> _Bloco de texto_:
<<<<

Em conversa com deputados e secretários, componentes do TCE afirmaram, “de pés juntos”, que a lista está correta. Os presentes na conversa, no entanto, não confiam na versão. O corte dos supostos servidores em situação irregular geraria uma redução de quase 17% da folha de pessoal do Estado – algo impensável para técnicos do governo.

O levantamento faz parte de um estudo realizado pelo TCE que apontou, ao todo, o número de 102 mil servidores públicos – somando funcionários do Estado, prefeituras e outros órgãos públicos – com suspeita de irregularidade no acúmulo de funções.

Entre os erros mais grosseiros da lista está o de uma idosa de 90 anos, nascida em 1928 e ainda viva, que atuou como professora de uma escola estadual. Ela se aposentou pela primeira vez em 1981 e, depois, conseguiu uma nova aposentadoria em 1995 – fato permitido pela legislação. No entanto, o levantamento do TCE aponta que a servidora estaria irregular, tendo, assim, o risco de um corte nos benefícios da Previdência.

Outro personagem que chamou a atenção dos técnicos do Estado foi um médico que atua no hospital Galba Velloso e também na área médica de uma penitenciária estadual. O caso, assim como o da idosa, é permitido pela lei.

No sábado (12), o governo de Minas anunciou a criação de uma comissão especial formada por representantes da Secretaria de Estado de Fazenda (SEF), da Secretaria de Planejamento e Gestão (Seplag), da Advocacia-Geral do Estado (AGE) e da Controladoria Geral do Estado (CGE) com o objetivo de analisar a lista do TCE.

Em um trecho, a administração afirma que a “força-tarefa” atuará justamente para “que não sejam cometidas injustiças com os servidores que, amparados pela lei, têm autorização para acumular até dois cargos – caso dos profissionais da Saúde e da Educação”.

Não bastasse o excesso de possíveis equívocos na lista do TCE, os dados utilizados como base para o levantamento foram feitos a partir de documentos do governo de Minas datados de 2015. Há, segundo o Executivo, 13.656 nomes listados no levantamento da Corte que nem sequer fazem mais parte do corpo de funcionários da administração estadual.

>>>>

> _Objetivo da tarefa_: De acordo com o texto sobre a lista do TCE, de que ano são os documentos do governo de Minas usados como base para o levantamento?

> _Dados para análise_:
<<<<

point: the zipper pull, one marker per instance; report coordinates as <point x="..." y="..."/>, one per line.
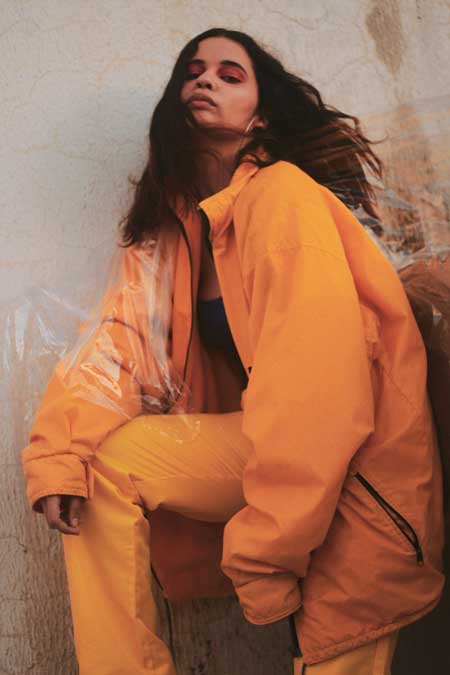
<point x="420" y="560"/>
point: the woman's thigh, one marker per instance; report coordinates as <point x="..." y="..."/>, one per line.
<point x="191" y="464"/>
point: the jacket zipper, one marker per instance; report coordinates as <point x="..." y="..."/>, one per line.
<point x="410" y="534"/>
<point x="207" y="228"/>
<point x="191" y="330"/>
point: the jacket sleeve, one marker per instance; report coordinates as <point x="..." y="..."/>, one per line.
<point x="308" y="407"/>
<point x="102" y="383"/>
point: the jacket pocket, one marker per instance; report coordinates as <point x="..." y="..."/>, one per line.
<point x="400" y="522"/>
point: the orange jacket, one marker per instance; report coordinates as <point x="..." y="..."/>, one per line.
<point x="344" y="497"/>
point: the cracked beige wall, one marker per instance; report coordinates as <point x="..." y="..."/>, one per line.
<point x="78" y="83"/>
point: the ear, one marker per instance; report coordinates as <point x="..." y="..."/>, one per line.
<point x="260" y="122"/>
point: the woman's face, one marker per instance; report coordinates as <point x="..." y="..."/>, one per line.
<point x="221" y="71"/>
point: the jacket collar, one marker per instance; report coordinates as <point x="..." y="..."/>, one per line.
<point x="219" y="206"/>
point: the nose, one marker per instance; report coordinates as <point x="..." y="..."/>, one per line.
<point x="204" y="81"/>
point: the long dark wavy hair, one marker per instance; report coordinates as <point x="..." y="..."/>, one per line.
<point x="321" y="140"/>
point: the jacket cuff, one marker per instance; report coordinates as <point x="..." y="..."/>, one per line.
<point x="270" y="598"/>
<point x="64" y="474"/>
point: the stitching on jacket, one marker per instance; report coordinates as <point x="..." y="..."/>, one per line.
<point x="286" y="249"/>
<point x="381" y="627"/>
<point x="397" y="387"/>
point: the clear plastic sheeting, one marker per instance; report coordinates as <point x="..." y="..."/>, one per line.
<point x="120" y="361"/>
<point x="427" y="284"/>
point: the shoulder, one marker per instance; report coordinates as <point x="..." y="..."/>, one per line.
<point x="282" y="207"/>
<point x="280" y="181"/>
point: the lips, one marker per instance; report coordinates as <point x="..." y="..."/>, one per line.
<point x="199" y="98"/>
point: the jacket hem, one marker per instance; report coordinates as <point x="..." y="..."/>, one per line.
<point x="283" y="615"/>
<point x="317" y="656"/>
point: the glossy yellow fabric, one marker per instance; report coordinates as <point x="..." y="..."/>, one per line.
<point x="337" y="390"/>
<point x="192" y="464"/>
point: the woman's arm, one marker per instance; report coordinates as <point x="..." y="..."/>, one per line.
<point x="101" y="384"/>
<point x="307" y="409"/>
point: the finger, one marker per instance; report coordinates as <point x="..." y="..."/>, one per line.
<point x="53" y="515"/>
<point x="51" y="506"/>
<point x="75" y="506"/>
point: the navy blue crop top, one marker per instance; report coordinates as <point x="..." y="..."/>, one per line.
<point x="213" y="324"/>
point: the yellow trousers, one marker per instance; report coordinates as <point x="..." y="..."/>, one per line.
<point x="191" y="464"/>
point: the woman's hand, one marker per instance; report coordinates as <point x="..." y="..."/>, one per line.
<point x="63" y="512"/>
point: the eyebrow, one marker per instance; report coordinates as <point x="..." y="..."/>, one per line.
<point x="225" y="62"/>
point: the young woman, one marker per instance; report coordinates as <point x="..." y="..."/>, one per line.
<point x="251" y="305"/>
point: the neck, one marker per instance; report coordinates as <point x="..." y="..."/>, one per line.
<point x="215" y="173"/>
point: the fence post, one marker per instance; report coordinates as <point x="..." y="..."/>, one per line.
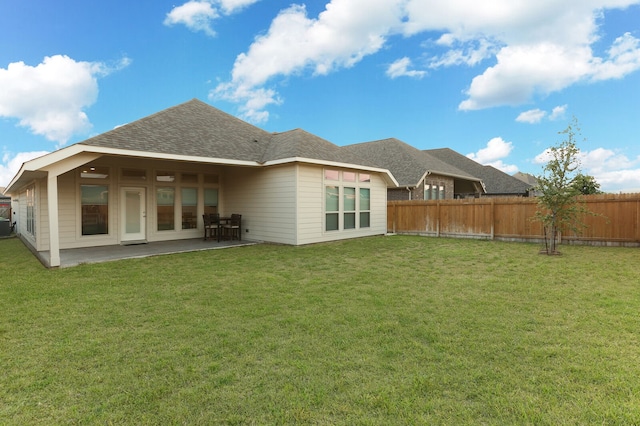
<point x="395" y="216"/>
<point x="493" y="218"/>
<point x="438" y="218"/>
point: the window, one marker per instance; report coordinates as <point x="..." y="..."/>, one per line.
<point x="31" y="214"/>
<point x="94" y="201"/>
<point x="349" y="195"/>
<point x="210" y="200"/>
<point x="165" y="201"/>
<point x="134" y="175"/>
<point x="365" y="207"/>
<point x="162" y="176"/>
<point x="189" y="208"/>
<point x="434" y="192"/>
<point x="347" y="200"/>
<point x="210" y="178"/>
<point x="189" y="178"/>
<point x="332" y="203"/>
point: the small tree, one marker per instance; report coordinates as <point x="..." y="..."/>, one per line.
<point x="586" y="185"/>
<point x="558" y="207"/>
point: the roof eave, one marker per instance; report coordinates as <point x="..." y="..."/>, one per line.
<point x="391" y="180"/>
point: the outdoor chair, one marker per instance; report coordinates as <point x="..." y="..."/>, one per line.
<point x="233" y="227"/>
<point x="211" y="225"/>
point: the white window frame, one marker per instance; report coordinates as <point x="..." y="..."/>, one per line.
<point x="351" y="180"/>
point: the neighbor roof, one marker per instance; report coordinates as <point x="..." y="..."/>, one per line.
<point x="409" y="165"/>
<point x="495" y="181"/>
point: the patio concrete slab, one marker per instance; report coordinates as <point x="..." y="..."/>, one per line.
<point x="74" y="257"/>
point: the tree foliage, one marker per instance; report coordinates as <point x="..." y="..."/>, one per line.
<point x="559" y="186"/>
<point x="586" y="184"/>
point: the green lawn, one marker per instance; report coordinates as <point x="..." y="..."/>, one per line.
<point x="375" y="331"/>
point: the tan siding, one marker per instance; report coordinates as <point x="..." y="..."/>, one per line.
<point x="311" y="209"/>
<point x="42" y="216"/>
<point x="266" y="198"/>
<point x="67" y="209"/>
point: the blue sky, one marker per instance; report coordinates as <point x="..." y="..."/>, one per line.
<point x="495" y="80"/>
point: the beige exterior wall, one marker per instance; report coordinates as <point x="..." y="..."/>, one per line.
<point x="266" y="198"/>
<point x="279" y="204"/>
<point x="311" y="208"/>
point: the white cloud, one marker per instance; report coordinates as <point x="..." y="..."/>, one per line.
<point x="623" y="58"/>
<point x="615" y="172"/>
<point x="344" y="33"/>
<point x="198" y="15"/>
<point x="532" y="116"/>
<point x="50" y="98"/>
<point x="11" y="164"/>
<point x="558" y="112"/>
<point x="536" y="48"/>
<point x="400" y="68"/>
<point x="469" y="53"/>
<point x="496" y="150"/>
<point x="195" y="15"/>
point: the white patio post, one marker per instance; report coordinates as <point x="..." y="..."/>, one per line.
<point x="54" y="234"/>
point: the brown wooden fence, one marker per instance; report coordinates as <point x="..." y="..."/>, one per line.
<point x="617" y="220"/>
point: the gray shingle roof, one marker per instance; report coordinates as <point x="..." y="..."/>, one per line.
<point x="495" y="181"/>
<point x="197" y="129"/>
<point x="407" y="164"/>
<point x="193" y="128"/>
<point x="302" y="144"/>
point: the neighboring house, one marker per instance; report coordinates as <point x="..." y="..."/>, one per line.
<point x="496" y="182"/>
<point x="153" y="179"/>
<point x="420" y="175"/>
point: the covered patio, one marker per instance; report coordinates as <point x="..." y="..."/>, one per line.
<point x="74" y="257"/>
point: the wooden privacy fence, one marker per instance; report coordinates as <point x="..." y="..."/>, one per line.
<point x="617" y="220"/>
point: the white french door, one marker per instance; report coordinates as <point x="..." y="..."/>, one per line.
<point x="133" y="214"/>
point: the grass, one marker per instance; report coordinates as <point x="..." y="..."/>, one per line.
<point x="375" y="331"/>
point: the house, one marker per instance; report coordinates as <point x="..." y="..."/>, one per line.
<point x="153" y="179"/>
<point x="496" y="182"/>
<point x="420" y="175"/>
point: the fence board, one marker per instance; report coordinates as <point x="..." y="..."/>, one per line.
<point x="616" y="220"/>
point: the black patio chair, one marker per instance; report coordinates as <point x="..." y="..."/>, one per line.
<point x="212" y="225"/>
<point x="233" y="227"/>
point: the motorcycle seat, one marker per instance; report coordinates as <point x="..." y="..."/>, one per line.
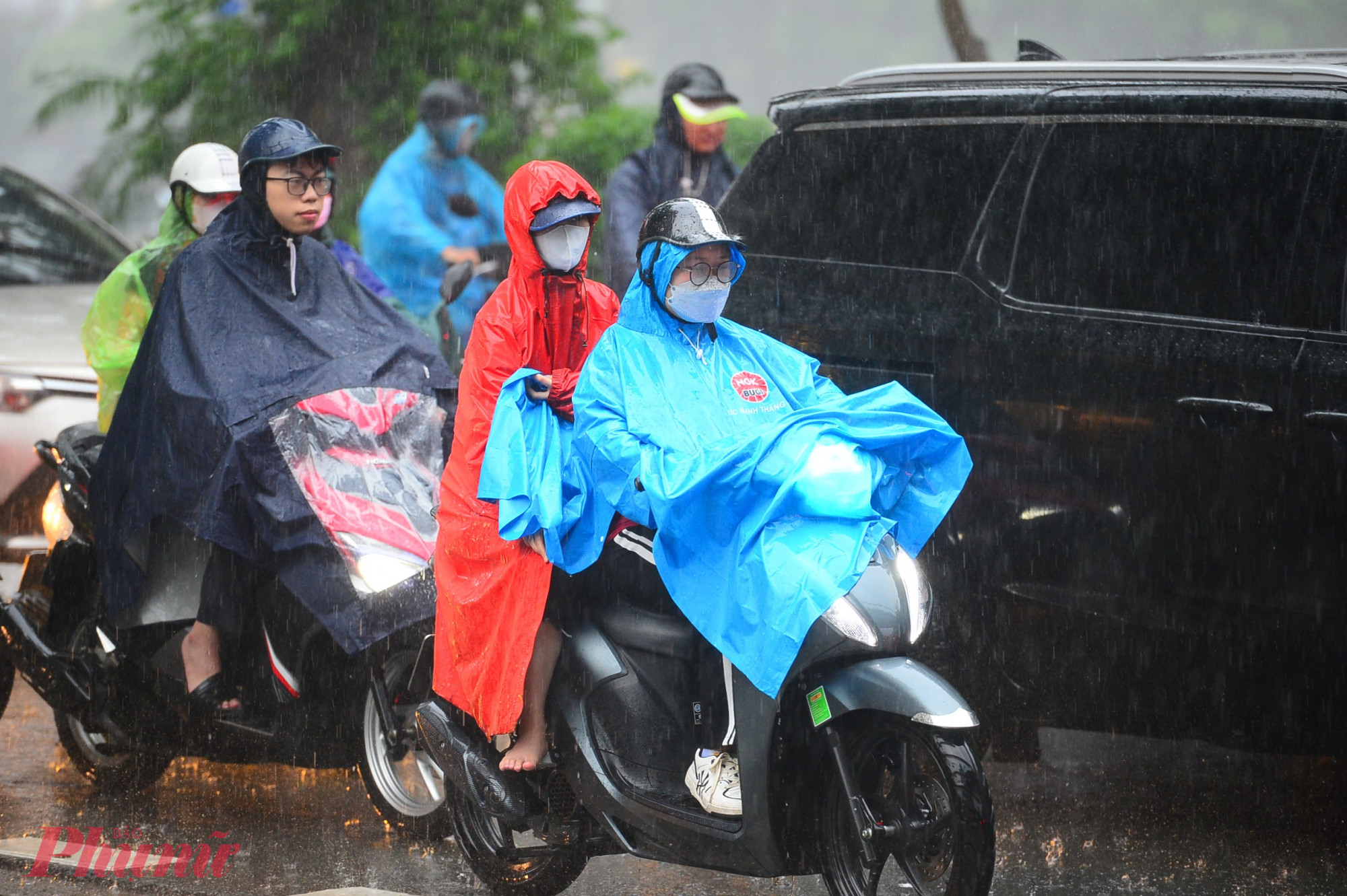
<point x="646" y="631"/>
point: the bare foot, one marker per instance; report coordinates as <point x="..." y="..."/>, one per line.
<point x="526" y="754"/>
<point x="201" y="658"/>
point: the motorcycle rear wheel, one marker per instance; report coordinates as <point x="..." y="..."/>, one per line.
<point x="110" y="769"/>
<point x="954" y="855"/>
<point x="406" y="786"/>
<point x="490" y="848"/>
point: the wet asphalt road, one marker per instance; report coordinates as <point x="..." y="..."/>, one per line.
<point x="1098" y="815"/>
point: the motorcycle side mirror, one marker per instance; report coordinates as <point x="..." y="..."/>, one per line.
<point x="456" y="280"/>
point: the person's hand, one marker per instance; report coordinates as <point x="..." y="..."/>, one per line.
<point x="538" y="386"/>
<point x="453" y="254"/>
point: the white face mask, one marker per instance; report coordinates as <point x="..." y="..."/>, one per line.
<point x="564" y="246"/>
<point x="698" y="304"/>
<point x="204" y="210"/>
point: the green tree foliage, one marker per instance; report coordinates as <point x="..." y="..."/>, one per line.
<point x="350" y="67"/>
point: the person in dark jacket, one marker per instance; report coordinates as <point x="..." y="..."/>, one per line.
<point x="191" y="493"/>
<point x="688" y="159"/>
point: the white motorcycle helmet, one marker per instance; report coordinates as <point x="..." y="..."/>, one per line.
<point x="212" y="171"/>
<point x="207" y="167"/>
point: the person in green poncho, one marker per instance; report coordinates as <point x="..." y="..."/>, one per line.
<point x="204" y="179"/>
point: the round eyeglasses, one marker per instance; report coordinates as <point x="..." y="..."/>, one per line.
<point x="300" y="186"/>
<point x="701" y="272"/>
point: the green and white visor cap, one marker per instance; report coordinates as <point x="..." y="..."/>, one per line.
<point x="709" y="113"/>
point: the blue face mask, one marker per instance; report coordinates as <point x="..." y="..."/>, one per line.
<point x="698" y="304"/>
<point x="459" y="136"/>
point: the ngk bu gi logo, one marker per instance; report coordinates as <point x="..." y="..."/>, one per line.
<point x="750" y="386"/>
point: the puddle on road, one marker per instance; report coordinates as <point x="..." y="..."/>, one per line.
<point x="1098" y="815"/>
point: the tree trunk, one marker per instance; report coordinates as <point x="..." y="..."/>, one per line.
<point x="968" y="46"/>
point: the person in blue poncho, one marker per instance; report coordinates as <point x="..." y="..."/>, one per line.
<point x="671" y="327"/>
<point x="432" y="205"/>
<point x="758" y="489"/>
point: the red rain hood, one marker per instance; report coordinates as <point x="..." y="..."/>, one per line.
<point x="526" y="193"/>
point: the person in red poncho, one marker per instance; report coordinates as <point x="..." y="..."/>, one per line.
<point x="546" y="315"/>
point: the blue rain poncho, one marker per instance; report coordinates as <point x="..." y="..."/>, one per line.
<point x="537" y="481"/>
<point x="768" y="487"/>
<point x="406" y="223"/>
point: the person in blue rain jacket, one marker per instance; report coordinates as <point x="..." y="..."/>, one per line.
<point x="432" y="205"/>
<point x="762" y="487"/>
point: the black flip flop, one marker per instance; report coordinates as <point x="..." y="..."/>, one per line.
<point x="473" y="767"/>
<point x="211" y="693"/>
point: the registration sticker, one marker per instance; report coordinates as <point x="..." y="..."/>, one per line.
<point x="820" y="711"/>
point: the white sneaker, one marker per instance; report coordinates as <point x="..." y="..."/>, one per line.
<point x="716" y="782"/>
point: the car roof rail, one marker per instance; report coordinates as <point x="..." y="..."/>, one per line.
<point x="1243" y="69"/>
<point x="1037" y="51"/>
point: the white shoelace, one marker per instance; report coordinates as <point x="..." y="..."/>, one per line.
<point x="696" y="346"/>
<point x="292" y="244"/>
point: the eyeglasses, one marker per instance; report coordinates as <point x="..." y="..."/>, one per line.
<point x="701" y="272"/>
<point x="300" y="186"/>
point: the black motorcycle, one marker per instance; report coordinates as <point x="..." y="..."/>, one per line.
<point x="117" y="681"/>
<point x="861" y="769"/>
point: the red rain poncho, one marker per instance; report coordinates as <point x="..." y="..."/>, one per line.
<point x="492" y="592"/>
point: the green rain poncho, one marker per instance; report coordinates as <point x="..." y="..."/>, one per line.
<point x="121" y="311"/>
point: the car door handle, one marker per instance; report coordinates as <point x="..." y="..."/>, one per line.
<point x="1334" y="420"/>
<point x="1226" y="405"/>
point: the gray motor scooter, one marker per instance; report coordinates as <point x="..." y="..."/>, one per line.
<point x="860" y="770"/>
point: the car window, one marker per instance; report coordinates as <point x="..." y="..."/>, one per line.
<point x="1220" y="221"/>
<point x="905" y="197"/>
<point x="46" y="240"/>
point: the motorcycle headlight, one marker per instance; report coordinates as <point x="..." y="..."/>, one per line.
<point x="379" y="567"/>
<point x="848" y="621"/>
<point x="56" y="524"/>
<point x="20" y="393"/>
<point x="917" y="592"/>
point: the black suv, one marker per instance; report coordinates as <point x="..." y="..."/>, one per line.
<point x="1124" y="284"/>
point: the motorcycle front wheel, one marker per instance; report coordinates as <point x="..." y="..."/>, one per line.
<point x="950" y="843"/>
<point x="502" y="864"/>
<point x="6" y="684"/>
<point x="403" y="784"/>
<point x="110" y="766"/>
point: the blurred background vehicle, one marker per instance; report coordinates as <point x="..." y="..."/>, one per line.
<point x="1123" y="283"/>
<point x="53" y="254"/>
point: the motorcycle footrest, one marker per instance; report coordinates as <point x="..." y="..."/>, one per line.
<point x="473" y="767"/>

>>>>

> _Sua solução_: Os documentos são de 2015.